* [WHAT IS EXPECTED] The result must match the data exactly, line for line.

* [Recorded data]
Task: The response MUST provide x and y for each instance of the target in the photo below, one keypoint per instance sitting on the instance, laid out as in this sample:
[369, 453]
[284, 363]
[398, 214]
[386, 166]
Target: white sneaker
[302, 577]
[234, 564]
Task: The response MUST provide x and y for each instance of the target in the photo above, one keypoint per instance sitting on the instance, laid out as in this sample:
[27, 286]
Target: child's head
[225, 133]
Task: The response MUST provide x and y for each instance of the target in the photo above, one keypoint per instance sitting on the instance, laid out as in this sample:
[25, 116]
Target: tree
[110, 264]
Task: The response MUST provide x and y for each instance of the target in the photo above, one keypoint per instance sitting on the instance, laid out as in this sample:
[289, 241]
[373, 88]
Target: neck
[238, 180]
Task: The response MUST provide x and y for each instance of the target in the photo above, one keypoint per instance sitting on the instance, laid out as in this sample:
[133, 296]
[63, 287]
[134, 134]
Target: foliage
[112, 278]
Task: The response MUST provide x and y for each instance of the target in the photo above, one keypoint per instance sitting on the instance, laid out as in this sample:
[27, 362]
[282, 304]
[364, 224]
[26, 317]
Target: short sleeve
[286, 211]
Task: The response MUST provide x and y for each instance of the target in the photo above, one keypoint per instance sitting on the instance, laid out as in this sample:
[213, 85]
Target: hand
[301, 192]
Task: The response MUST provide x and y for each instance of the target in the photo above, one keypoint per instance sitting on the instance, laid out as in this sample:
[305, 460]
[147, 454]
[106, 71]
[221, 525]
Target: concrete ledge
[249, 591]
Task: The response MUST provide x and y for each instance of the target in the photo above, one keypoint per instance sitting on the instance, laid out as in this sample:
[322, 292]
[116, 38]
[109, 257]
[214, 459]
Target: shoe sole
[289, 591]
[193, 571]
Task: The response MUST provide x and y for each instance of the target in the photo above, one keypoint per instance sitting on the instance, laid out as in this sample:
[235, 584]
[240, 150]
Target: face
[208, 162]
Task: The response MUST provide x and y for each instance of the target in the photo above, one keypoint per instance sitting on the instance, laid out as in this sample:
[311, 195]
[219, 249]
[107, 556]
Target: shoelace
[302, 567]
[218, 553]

* [RESULT OF THE TASK]
Task: The response MUST provide x and y for each instance of the target in the photo below, one keypoint per instance sitting on the instance, laid out as in this sample:
[369, 453]
[284, 363]
[398, 214]
[386, 166]
Target: white sneaker
[302, 577]
[234, 564]
Task: The response MUST provide x and y for each instance of the target in the photo above, one keypoint per instance sitting on the instance, laid out as in this sample:
[27, 286]
Target: child's head
[225, 133]
Task: The response MUST provide x and y for each instance of the target in the photo above, one keypoint per instance sitting on the instance, laid out as in this sample:
[25, 116]
Target: tree
[110, 264]
Task: The response MUST provide x and y for each instance of the target in the photo above, one keypoint per instance sitting on the instance, laid out as in this sample:
[289, 241]
[373, 88]
Target: neck
[238, 180]
Task: The response MUST provide x and y for each instance of the target in the photo above, one keypoint per instance sitting on the instance, laid out as in this sample:
[133, 296]
[63, 287]
[134, 134]
Target: foliage
[112, 278]
Task: The response MUST provide x and y for each instance of the target in the photo above, one keypoint per instance sitting on the instance, laid out as in this sample:
[27, 362]
[282, 304]
[364, 224]
[26, 317]
Target: short sleeve
[286, 211]
Task: The response MUST provide x and y for each instance of the target in the photo above, one keypoint per instance sitting on the instance, laid out as in this sample:
[213, 85]
Target: hand
[301, 192]
Task: The response MUST provide x and y for each instance of the target in the photo above, one keypoint per instance sitting on the instance, laid out as in this sample:
[305, 460]
[147, 454]
[106, 71]
[221, 525]
Target: concrete ledge
[249, 591]
Task: The response MUST provide x and y for each instance of the target in the photo above, one keypoint per instance sitting on the instance, laid out as in this sample:
[322, 292]
[116, 38]
[109, 257]
[214, 459]
Target: shoe sole
[289, 591]
[193, 571]
Task: The response MUST provide x and y for each instance of the target in the photo above, one keypoint per instance sitting on the instance, laid out as in this sample:
[235, 584]
[240, 150]
Target: face
[208, 162]
Task: The response MUST provide x and y for each instance of the target in the photo above, one keypoint per instance sitting on the instance, laid out as in this sample:
[311, 195]
[219, 249]
[107, 556]
Target: shoelace
[302, 567]
[218, 553]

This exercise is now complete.